[Start of Exercise input]
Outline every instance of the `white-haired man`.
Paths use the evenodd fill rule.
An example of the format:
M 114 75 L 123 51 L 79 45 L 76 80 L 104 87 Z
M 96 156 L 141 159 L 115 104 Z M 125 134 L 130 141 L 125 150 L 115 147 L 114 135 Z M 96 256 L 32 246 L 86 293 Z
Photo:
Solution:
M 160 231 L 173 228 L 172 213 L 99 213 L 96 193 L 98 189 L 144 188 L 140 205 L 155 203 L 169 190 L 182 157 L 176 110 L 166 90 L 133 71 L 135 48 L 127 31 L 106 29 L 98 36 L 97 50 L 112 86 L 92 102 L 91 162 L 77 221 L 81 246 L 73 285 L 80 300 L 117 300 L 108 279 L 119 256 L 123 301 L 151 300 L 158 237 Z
[End of Exercise input]
__Written instruction__: Copy out every line of the entries above word for word, with no changes.

__Answer to the task__:
Outline every instance of the `white-haired man`.
Paths use the evenodd fill rule.
An example of the format:
M 114 75 L 123 51 L 79 45 L 76 80 L 104 87 Z
M 96 156 L 141 159 L 115 104 Z M 125 134 L 130 141 L 125 150 L 115 147 L 114 135 Z M 96 256 L 32 246 L 86 293 Z
Photo:
Solution:
M 160 231 L 173 228 L 172 213 L 99 213 L 96 193 L 98 189 L 144 188 L 140 205 L 155 203 L 169 190 L 182 157 L 176 110 L 166 90 L 133 71 L 135 48 L 127 31 L 106 29 L 98 36 L 97 50 L 112 86 L 92 102 L 91 162 L 77 221 L 81 246 L 73 285 L 80 300 L 117 300 L 108 279 L 119 256 L 123 301 L 151 300 L 158 237 Z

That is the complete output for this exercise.